**How to complete this task**:
Take the entries below and print only the lines from the one with "the skyscraper, then" through the one with "target | hedge", exactly as they stand, both ends included.

### Task material

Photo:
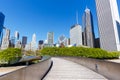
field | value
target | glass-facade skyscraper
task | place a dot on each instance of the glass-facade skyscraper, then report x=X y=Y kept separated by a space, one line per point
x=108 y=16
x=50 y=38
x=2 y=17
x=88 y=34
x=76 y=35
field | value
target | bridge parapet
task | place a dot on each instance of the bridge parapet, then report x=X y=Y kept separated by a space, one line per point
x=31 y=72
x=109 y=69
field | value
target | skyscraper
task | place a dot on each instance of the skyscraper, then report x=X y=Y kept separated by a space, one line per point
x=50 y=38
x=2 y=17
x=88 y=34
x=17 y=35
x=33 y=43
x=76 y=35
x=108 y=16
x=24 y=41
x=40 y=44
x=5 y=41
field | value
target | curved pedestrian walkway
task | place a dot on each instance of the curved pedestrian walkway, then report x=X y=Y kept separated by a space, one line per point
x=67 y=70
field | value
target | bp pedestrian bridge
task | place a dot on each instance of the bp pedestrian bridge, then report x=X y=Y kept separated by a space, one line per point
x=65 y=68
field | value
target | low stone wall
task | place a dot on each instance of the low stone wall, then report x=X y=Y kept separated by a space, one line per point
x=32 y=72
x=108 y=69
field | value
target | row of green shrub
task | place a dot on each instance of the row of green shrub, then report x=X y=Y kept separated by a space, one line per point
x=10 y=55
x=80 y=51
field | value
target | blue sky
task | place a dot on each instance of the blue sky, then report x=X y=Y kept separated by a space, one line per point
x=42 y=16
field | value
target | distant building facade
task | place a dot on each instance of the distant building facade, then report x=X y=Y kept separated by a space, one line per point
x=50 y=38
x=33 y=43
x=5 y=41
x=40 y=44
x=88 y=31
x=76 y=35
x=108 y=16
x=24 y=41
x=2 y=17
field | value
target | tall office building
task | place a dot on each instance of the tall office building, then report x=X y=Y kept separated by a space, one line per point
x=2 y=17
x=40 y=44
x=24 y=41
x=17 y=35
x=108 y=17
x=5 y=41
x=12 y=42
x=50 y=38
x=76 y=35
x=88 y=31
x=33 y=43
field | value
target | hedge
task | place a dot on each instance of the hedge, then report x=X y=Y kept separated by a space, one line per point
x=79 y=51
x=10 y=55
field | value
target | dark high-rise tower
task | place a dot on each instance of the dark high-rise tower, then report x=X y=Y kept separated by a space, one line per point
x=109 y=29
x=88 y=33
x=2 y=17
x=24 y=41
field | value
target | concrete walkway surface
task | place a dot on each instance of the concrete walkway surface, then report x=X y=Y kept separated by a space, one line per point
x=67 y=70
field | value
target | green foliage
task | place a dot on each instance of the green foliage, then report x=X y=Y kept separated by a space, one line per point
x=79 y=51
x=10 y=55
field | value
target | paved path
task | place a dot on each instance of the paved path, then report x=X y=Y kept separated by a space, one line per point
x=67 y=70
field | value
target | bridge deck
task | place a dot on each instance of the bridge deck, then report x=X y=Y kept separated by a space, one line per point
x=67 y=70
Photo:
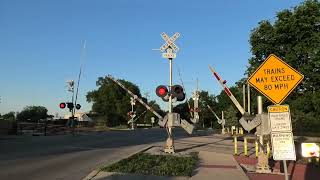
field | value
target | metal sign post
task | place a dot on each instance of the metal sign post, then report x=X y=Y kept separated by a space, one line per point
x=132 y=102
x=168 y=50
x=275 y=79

######
### Task material

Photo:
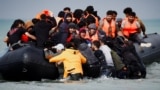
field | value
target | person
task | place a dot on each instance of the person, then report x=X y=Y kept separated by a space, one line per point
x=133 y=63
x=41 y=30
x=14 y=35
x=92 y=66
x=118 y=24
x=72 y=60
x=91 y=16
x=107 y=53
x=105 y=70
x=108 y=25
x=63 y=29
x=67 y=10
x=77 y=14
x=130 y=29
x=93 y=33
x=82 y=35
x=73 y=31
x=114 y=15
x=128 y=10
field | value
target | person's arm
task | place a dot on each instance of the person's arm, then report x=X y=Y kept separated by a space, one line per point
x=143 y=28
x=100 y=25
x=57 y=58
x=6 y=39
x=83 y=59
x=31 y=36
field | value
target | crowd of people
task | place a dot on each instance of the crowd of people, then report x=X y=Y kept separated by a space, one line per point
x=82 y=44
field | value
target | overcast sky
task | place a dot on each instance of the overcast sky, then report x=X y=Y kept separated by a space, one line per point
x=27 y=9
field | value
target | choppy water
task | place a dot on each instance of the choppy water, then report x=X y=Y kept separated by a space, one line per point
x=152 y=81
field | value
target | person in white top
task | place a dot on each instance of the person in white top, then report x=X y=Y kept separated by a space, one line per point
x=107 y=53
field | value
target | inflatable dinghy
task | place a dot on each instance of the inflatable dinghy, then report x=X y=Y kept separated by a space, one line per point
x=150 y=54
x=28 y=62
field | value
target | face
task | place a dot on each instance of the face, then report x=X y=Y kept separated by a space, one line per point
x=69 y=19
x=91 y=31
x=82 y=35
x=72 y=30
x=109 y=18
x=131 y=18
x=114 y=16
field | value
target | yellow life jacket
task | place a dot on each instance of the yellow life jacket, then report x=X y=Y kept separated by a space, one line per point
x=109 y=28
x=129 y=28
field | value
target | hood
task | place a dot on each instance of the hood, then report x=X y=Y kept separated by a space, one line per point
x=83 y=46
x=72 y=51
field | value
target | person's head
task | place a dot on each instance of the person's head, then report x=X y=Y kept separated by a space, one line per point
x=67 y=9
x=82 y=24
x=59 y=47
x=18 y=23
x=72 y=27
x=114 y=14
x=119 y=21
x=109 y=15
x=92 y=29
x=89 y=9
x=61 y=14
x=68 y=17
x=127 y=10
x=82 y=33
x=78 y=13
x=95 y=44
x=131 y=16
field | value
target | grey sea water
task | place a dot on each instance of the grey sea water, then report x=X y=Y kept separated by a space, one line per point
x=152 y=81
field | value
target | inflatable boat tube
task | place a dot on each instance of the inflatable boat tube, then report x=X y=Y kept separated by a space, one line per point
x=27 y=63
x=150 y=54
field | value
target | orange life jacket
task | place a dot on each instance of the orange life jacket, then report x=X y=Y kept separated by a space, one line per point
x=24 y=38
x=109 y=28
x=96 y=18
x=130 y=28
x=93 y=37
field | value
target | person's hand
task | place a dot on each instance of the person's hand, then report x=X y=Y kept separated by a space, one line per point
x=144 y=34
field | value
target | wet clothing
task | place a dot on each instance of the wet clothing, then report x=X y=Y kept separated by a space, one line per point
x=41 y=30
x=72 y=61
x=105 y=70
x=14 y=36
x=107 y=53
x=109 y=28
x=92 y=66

######

**Solved exercise**:
task | place a dot on each instance of the skyscraper, then report x=X y=Y kept separated by a space, one line per point
x=50 y=38
x=2 y=17
x=88 y=34
x=17 y=35
x=33 y=43
x=76 y=35
x=108 y=16
x=24 y=41
x=40 y=44
x=5 y=41
field | value
target | curved pedestrian walkway
task | place a dot on each instance of the curved pedestrian walkway, then report x=X y=Y kept separated by a space, one line per point
x=67 y=70
field | value
target | bp pedestrian bridge
task | place a dot on each instance of the bp pedestrian bridge, then report x=X y=Y kept separated by a space, one line per point
x=65 y=68
field | value
target | low stone wall
task | place a dot on each instance of the low stone wall, then report x=X y=Y kept separated by a space, one line per point
x=32 y=72
x=108 y=69
field | value
target | row of green shrub
task | place a dot on each instance of the row of green shrub, then report x=X y=Y kept separated by a space, one line per point
x=10 y=55
x=80 y=51
field | value
target | blue sky
task | place a dot on each instance of the blue sky, then report x=X y=Y kept separated by a space, one line per point
x=42 y=16
field | value
target | distant building facade
task | place a dot on each instance of the distant building facade, then report x=X y=Y kept separated by a space, one line per point
x=50 y=38
x=33 y=43
x=5 y=41
x=40 y=44
x=88 y=31
x=76 y=35
x=108 y=16
x=24 y=41
x=2 y=17
field | value
target | tall office building
task | place a dot on each instance of the tall office building, then report x=X y=Y kept separated by a space, one line per point
x=2 y=17
x=40 y=44
x=24 y=41
x=17 y=35
x=108 y=17
x=5 y=41
x=12 y=42
x=50 y=38
x=76 y=35
x=88 y=31
x=33 y=43
field | value
target | hedge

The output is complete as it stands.